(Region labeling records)
>>
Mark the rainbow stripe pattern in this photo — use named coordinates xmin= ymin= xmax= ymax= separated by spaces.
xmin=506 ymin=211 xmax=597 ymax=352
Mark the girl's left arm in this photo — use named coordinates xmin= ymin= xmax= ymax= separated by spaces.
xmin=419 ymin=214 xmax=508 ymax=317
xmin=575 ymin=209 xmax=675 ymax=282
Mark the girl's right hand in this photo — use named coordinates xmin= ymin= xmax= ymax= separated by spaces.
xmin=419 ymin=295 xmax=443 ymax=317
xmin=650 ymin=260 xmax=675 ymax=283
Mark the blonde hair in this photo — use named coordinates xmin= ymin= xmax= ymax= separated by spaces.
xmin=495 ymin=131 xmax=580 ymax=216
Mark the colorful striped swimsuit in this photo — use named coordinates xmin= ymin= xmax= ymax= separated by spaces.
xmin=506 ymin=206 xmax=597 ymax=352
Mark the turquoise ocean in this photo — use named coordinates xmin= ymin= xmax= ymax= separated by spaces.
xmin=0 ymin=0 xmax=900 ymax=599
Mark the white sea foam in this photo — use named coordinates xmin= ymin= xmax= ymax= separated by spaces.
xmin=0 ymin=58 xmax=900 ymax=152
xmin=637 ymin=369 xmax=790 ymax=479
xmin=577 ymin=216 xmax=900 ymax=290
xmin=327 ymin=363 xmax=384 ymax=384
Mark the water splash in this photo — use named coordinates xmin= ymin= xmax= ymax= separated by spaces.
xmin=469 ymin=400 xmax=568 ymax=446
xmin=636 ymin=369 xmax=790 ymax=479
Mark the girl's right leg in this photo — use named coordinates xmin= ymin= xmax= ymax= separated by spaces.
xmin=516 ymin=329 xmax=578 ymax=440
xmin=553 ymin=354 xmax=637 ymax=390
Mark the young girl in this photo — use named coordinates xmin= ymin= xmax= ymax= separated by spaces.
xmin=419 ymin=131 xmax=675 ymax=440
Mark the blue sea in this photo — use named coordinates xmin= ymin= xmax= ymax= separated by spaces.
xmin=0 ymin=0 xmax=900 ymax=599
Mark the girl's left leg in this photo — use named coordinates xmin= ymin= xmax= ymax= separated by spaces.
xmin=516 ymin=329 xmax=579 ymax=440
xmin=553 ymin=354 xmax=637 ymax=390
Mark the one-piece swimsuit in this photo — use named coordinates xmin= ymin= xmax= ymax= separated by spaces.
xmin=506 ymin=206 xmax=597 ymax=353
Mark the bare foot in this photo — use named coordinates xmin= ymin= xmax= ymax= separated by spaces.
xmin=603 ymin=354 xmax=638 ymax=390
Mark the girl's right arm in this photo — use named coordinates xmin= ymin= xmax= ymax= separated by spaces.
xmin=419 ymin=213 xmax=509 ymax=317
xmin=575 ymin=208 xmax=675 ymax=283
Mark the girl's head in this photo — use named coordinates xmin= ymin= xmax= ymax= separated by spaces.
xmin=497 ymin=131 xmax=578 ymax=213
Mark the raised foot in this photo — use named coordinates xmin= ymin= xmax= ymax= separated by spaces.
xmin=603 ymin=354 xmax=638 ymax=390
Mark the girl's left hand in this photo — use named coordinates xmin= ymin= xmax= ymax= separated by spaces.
<<
## Short task:
Copy all of the records above word for word, keeping every line unchanged.

## Solution below:
Mark the rainbow stripe pattern in this photo — use named coordinates xmin= ymin= xmax= ymax= separated by spaces.
xmin=506 ymin=211 xmax=597 ymax=352
Mark the girl's left arm in this photo — use named coordinates xmin= ymin= xmax= ymax= separated by spaces.
xmin=419 ymin=214 xmax=508 ymax=317
xmin=575 ymin=209 xmax=675 ymax=282
Mark the girl's right hand in this photo — use named coordinates xmin= ymin= xmax= ymax= separated by spaces.
xmin=419 ymin=295 xmax=443 ymax=317
xmin=650 ymin=260 xmax=675 ymax=283
Mark the blonde hair in this photo — use named coordinates xmin= ymin= xmax= ymax= separated by spaces.
xmin=495 ymin=131 xmax=580 ymax=216
Mark the colorful striped swimsuit in this photo — use named coordinates xmin= ymin= xmax= ymax= separated by spaces.
xmin=506 ymin=206 xmax=597 ymax=352
Mark the turquoise ocean in this photo — use named coordinates xmin= ymin= xmax= ymax= separated by spaces.
xmin=0 ymin=0 xmax=900 ymax=599
Mark the white sea foam in this photo — use named coordinates xmin= ymin= xmax= ymax= separated by spaces.
xmin=0 ymin=58 xmax=900 ymax=152
xmin=637 ymin=369 xmax=790 ymax=479
xmin=577 ymin=216 xmax=900 ymax=290
xmin=327 ymin=363 xmax=384 ymax=384
Mark the water splash in this photo — use named coordinates xmin= ymin= xmax= ymax= separated by spaces.
xmin=469 ymin=400 xmax=568 ymax=446
xmin=636 ymin=369 xmax=790 ymax=479
Mark the girl's right leg in this photo — use named coordinates xmin= ymin= xmax= ymax= separated by spaces.
xmin=516 ymin=329 xmax=578 ymax=440
xmin=553 ymin=354 xmax=637 ymax=390
Mark the young girl in this photo — use named coordinates xmin= ymin= xmax= ymax= separated by spaces.
xmin=419 ymin=131 xmax=675 ymax=440
Mark the blue sea in this photo — use named coordinates xmin= ymin= xmax= ymax= separated by spaces.
xmin=0 ymin=0 xmax=900 ymax=599
Mark the girl's left leg in this photo — use named coordinates xmin= ymin= xmax= ymax= separated by spaces.
xmin=516 ymin=329 xmax=579 ymax=440
xmin=553 ymin=354 xmax=637 ymax=390
Mark the one-piece swimsuit in this photo — use named coordinates xmin= ymin= xmax= ymax= separated by spaces.
xmin=506 ymin=206 xmax=597 ymax=353
Mark the bare foot in this photo — use named coordinates xmin= ymin= xmax= ymax= separated by spaces.
xmin=603 ymin=354 xmax=638 ymax=390
Mark the girl's right arm in this photo — use named coordinates xmin= ymin= xmax= ymax= separated by spaces.
xmin=419 ymin=213 xmax=509 ymax=317
xmin=575 ymin=208 xmax=675 ymax=283
Mark the girl's head in this photo — use named coordinates xmin= ymin= xmax= ymax= separated by spaces.
xmin=497 ymin=131 xmax=578 ymax=213
Mark the raised foot in this photo — use named coordinates xmin= ymin= xmax= ymax= separated by spaces.
xmin=603 ymin=354 xmax=638 ymax=390
Mark the girl's left hand in this photo — use named coordinates xmin= ymin= xmax= ymax= separated by spaces.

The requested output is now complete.